▶ Problem requirements
Swap every "Target class" for "Object class" in the records, from their start through the line containing "210 85 431 171", and reproduce that part with nothing else changed. Omit the pictures from your answer.

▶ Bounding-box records
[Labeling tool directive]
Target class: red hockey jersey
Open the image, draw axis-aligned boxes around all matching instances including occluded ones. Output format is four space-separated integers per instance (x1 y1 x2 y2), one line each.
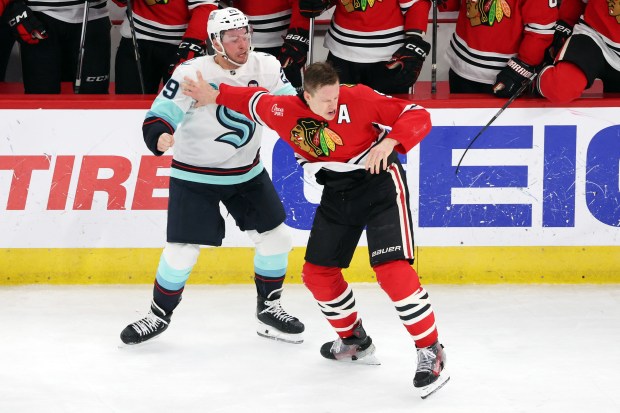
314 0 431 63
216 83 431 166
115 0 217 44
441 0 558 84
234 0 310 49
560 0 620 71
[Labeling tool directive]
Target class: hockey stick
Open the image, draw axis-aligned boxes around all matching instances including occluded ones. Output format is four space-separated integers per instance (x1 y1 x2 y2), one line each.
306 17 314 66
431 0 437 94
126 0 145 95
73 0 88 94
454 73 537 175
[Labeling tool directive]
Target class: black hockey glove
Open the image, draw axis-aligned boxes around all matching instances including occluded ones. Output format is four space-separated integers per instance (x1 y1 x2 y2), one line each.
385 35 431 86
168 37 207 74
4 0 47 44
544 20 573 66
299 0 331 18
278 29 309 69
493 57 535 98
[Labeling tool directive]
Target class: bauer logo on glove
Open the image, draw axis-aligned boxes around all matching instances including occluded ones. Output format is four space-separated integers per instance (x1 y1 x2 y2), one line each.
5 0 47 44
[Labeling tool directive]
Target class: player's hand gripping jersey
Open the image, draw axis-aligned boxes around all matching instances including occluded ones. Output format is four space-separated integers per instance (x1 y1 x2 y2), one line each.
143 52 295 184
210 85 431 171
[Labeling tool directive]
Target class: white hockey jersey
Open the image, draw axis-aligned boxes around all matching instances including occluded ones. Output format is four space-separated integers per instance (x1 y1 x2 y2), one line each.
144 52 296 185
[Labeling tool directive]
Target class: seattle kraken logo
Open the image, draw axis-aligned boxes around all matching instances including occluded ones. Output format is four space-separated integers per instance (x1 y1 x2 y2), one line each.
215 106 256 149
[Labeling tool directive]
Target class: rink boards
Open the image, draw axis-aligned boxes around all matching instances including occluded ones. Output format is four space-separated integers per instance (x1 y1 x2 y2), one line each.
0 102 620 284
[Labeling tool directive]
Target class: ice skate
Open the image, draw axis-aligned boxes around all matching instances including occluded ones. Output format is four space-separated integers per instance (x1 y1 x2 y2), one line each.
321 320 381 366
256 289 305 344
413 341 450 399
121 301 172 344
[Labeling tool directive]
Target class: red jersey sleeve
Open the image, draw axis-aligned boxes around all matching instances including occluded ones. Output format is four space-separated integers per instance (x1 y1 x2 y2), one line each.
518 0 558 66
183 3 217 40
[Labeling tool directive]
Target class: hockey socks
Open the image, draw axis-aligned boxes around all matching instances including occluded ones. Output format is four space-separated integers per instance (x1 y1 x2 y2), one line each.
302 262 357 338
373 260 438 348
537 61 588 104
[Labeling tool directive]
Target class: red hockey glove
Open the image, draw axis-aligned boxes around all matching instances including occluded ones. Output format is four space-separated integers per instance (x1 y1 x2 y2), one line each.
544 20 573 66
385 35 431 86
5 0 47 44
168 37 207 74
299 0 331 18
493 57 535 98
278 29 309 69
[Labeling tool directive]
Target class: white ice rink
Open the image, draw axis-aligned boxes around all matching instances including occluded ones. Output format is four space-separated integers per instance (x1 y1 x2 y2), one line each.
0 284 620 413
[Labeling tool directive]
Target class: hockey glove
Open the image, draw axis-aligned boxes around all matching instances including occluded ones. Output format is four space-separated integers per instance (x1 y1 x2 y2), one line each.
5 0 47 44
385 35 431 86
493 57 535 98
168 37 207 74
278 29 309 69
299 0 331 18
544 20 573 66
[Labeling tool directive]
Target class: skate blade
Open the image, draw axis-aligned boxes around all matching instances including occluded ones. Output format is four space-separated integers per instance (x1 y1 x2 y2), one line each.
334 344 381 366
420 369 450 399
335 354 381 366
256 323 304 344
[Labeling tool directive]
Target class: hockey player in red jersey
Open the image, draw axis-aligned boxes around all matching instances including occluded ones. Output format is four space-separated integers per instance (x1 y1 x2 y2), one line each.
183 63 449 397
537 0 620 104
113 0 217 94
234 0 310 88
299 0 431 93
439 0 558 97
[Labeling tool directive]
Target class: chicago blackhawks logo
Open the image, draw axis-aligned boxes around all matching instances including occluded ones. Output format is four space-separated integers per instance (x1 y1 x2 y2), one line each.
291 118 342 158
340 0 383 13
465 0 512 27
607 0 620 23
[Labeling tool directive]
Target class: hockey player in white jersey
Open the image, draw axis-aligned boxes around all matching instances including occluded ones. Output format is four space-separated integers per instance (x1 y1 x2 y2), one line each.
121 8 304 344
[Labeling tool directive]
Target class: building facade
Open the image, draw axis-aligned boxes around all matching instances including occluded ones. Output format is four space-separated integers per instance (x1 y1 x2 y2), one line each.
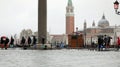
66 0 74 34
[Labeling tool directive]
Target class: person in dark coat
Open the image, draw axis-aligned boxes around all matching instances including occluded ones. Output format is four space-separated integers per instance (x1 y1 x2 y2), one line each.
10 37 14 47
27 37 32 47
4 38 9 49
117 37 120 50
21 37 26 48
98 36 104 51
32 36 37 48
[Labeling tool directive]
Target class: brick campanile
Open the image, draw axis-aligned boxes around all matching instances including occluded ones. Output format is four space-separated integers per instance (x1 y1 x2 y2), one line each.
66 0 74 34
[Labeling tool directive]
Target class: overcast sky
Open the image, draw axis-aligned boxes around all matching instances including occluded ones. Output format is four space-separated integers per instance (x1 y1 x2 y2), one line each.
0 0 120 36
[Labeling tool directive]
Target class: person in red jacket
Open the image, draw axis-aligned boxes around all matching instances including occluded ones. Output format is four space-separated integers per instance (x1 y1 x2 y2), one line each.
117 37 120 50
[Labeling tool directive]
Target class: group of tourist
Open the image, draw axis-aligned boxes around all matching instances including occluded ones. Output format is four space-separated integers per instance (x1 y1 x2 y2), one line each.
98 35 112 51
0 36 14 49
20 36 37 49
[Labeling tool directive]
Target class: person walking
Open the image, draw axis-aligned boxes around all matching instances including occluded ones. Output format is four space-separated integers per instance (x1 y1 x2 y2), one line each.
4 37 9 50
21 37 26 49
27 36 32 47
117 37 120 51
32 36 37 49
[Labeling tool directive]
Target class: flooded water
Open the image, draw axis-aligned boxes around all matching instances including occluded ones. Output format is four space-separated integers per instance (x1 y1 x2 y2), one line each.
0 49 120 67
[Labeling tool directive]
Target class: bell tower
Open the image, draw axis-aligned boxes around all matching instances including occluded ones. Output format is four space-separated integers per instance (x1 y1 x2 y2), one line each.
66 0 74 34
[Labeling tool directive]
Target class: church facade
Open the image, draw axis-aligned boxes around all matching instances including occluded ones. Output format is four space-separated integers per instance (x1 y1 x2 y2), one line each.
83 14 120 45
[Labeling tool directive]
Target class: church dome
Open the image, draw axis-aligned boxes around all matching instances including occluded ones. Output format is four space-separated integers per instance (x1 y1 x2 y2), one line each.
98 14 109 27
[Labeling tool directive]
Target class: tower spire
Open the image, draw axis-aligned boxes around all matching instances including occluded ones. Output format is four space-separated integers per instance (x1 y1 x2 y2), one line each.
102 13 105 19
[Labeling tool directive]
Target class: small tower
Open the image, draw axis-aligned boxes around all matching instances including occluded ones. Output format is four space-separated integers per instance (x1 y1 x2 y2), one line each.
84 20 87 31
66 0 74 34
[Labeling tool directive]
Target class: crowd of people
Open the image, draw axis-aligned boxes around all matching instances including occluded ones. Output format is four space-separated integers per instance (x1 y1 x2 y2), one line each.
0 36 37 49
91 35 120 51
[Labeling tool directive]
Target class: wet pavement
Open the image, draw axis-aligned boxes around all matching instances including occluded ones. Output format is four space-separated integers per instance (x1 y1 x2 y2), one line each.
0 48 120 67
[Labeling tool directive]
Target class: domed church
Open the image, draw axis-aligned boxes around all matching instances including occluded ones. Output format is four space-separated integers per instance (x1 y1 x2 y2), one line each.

▶ Output
[Labeling tool directive]
Object class: red hockey jersey
Open the image, draw axis-aligned boxes around all matching instances including occluded ones. Output format is four space-separated integers per instance (x1 y1 x2 y2), one line each.
314 0 431 63
216 83 431 166
115 0 217 44
441 0 558 84
234 0 310 49
560 0 620 71
[Labeling tool directive]
Object class: hockey stick
Open the image, draw axis-aligned boxes around all matching instances including occluded ones. Output format is four space-separated integers per instance (x1 y1 x2 y2), one line each.
306 17 314 66
431 0 437 94
126 0 145 95
73 0 88 94
454 73 537 175
[Labeling tool directive]
Object class: black hockey glove
Open the image, draw axis-aligned boxes around all matching instances including occluded ones. Output format is four space-separated integers per instance (x1 y1 x2 y2), one line each.
385 35 431 86
168 37 207 74
4 0 47 44
544 20 573 66
299 0 331 18
278 29 309 69
493 57 535 98
[Labeling tool directive]
Object class: bauer logo on glove
Open the image, draw axis-aligned boxes around all matching instances including occluded ones. Output format is four space-separated integers per instance (x1 y1 x2 y2), one line each.
5 0 47 44
[Labeling tool directive]
Object class: player's hand gripping jersey
Open the image, draw axis-aligned boxes around all matching instances including occluded ones. Output format is four space-separated integers per instance (x1 y1 x2 y2), one line each.
143 52 295 184
210 85 431 171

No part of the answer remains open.